Exercise brief:
Please copy the records below word for word, starting with the line that contains "query: street lamp post" and ending with the line that contains "293,396 -> 305,447", both included.

Provided records:
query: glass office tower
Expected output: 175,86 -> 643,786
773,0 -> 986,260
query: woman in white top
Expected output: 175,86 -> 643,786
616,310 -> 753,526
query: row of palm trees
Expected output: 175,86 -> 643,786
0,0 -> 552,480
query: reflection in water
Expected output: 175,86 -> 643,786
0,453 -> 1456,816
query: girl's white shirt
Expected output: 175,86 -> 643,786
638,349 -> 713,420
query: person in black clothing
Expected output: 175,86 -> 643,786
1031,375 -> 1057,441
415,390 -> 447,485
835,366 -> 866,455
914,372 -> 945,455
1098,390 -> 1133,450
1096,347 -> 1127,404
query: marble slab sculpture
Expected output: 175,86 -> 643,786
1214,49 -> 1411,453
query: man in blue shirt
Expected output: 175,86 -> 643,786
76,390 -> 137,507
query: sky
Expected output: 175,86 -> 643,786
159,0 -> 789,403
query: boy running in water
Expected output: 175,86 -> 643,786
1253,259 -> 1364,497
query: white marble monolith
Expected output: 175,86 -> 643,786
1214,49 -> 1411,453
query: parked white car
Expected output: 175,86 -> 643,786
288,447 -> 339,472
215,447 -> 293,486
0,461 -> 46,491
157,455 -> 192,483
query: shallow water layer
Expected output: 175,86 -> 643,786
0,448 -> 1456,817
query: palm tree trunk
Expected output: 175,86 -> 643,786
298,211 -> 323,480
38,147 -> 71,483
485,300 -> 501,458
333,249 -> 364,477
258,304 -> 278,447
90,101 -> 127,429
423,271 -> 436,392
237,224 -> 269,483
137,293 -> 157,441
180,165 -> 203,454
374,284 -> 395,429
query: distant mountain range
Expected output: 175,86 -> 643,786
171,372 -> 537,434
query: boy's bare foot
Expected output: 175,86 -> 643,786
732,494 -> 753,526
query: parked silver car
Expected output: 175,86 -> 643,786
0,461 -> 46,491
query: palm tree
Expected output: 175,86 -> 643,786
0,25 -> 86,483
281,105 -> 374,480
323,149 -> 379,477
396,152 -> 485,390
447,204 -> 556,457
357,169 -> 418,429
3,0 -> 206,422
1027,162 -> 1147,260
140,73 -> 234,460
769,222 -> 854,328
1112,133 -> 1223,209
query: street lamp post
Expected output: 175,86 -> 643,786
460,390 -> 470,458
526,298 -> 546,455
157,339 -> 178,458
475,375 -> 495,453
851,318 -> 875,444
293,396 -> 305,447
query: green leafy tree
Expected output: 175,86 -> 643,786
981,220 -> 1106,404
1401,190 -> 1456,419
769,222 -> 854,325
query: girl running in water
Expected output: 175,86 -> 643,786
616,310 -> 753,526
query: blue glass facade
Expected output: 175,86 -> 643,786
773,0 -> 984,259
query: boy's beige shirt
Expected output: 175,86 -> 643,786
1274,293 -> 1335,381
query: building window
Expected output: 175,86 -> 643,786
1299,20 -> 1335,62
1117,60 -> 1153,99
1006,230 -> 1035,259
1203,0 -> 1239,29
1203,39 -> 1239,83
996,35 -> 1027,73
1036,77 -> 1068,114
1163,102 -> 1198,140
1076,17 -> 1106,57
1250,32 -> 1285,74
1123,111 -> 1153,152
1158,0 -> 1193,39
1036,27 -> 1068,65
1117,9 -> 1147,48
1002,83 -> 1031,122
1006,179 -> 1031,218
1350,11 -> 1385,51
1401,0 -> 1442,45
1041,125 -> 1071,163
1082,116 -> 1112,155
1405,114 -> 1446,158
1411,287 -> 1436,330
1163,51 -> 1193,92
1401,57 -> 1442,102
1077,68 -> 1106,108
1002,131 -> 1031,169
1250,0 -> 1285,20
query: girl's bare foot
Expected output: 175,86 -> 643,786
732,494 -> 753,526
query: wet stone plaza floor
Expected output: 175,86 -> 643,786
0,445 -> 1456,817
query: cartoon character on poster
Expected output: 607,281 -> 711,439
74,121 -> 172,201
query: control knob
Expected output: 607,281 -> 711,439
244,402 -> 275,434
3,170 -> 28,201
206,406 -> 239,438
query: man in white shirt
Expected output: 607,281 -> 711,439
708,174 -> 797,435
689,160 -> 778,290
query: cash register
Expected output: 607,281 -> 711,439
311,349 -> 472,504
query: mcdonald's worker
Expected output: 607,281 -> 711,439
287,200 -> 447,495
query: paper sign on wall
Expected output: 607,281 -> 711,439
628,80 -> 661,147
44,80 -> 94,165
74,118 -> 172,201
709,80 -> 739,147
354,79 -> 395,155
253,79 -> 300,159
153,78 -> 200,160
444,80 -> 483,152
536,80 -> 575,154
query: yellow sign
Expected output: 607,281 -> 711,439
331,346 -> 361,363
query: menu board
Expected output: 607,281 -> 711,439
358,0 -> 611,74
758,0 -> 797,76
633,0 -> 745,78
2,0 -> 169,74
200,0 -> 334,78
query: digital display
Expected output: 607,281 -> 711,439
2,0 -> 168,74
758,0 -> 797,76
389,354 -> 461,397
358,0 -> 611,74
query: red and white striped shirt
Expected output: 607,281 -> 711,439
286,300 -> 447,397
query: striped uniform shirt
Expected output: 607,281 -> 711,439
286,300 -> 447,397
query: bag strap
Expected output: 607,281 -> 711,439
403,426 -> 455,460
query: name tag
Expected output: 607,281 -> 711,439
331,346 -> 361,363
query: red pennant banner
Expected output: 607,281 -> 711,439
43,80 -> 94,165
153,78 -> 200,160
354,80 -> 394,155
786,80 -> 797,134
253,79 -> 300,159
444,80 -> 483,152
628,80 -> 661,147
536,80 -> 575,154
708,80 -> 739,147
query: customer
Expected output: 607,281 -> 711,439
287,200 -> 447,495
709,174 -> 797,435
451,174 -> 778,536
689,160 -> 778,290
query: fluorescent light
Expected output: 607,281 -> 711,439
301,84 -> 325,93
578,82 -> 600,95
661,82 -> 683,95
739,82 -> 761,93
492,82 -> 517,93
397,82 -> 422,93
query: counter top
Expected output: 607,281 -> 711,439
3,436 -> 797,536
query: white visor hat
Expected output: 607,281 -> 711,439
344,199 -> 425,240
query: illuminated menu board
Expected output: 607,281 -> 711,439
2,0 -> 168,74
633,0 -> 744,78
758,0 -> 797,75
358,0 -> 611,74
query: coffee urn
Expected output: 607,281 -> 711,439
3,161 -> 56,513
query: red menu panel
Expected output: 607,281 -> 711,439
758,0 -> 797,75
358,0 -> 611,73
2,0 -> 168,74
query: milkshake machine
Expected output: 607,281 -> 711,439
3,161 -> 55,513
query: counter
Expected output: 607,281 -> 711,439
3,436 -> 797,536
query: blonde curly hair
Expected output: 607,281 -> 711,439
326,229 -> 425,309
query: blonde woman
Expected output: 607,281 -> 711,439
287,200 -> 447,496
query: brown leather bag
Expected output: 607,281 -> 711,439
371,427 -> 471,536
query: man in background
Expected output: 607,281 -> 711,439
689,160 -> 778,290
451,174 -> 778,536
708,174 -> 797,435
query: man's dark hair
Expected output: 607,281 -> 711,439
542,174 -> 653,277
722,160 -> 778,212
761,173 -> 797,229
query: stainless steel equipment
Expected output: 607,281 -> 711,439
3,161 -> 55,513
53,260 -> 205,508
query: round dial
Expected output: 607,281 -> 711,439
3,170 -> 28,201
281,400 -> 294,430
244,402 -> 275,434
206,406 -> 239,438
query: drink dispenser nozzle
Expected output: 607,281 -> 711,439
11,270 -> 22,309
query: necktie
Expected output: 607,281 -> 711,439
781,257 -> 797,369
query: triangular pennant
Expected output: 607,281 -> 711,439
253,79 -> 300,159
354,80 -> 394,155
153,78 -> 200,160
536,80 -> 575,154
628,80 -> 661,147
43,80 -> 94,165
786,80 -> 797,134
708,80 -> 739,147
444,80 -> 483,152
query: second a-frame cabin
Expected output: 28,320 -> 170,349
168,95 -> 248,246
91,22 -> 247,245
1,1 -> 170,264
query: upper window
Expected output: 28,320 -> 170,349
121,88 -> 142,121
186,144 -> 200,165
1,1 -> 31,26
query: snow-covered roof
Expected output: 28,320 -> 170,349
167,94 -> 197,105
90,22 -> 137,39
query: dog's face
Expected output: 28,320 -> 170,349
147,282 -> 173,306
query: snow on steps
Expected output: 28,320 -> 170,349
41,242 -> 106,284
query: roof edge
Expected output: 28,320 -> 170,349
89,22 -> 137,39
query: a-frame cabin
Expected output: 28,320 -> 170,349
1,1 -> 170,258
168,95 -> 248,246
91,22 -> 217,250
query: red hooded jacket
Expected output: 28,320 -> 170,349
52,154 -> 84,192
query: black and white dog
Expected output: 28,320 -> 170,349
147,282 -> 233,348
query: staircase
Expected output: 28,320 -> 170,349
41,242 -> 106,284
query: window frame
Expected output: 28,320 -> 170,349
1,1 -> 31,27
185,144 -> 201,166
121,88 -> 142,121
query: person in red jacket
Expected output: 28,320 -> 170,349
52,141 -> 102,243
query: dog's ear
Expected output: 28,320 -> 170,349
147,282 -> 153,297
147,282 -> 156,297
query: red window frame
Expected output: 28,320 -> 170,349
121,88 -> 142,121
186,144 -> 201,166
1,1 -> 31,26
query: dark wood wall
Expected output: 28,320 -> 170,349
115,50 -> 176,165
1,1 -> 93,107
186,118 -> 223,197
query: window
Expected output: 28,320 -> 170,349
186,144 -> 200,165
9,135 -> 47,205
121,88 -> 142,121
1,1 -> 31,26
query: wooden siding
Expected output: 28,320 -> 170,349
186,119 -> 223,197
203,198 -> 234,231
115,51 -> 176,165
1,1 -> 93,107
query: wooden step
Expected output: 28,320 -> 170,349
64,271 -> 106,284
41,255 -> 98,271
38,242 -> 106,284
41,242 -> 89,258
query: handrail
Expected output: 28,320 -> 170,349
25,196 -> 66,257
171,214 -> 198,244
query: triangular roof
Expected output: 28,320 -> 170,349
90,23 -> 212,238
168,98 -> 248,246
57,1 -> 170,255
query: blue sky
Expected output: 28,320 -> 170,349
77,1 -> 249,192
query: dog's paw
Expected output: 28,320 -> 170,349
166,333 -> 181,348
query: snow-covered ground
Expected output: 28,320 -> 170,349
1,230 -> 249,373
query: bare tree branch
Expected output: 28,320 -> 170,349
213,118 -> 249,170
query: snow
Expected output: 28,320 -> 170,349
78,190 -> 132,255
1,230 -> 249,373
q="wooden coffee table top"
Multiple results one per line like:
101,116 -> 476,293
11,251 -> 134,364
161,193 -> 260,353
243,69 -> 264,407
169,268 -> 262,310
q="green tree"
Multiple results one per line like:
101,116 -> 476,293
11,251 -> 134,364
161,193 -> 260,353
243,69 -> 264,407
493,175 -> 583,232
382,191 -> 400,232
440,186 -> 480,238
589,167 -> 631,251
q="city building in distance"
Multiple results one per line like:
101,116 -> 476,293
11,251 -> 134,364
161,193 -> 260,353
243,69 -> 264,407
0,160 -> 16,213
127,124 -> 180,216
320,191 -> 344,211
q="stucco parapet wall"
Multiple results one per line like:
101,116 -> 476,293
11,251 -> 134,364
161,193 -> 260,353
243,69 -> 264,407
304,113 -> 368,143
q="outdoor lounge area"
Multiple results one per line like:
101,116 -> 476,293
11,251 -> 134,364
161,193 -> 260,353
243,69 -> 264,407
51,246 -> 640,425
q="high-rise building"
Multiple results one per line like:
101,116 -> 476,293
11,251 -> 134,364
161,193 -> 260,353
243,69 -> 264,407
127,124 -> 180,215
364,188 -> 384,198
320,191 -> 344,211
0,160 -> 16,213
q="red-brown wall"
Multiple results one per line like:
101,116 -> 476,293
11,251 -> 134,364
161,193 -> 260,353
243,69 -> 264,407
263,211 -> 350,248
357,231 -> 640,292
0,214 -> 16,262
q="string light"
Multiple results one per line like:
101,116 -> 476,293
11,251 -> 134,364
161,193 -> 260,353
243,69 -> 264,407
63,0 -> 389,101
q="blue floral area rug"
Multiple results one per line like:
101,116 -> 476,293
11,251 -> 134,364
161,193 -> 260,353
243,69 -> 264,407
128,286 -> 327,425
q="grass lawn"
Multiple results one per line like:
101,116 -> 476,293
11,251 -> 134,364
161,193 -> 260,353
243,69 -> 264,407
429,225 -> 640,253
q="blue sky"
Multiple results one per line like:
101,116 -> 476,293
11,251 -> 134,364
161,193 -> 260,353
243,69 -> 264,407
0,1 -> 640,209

Reply:
query: street lamp post
Expected output: 175,86 -> 643,786
460,390 -> 470,458
526,298 -> 546,455
157,339 -> 178,458
475,375 -> 495,453
851,318 -> 875,444
293,396 -> 305,447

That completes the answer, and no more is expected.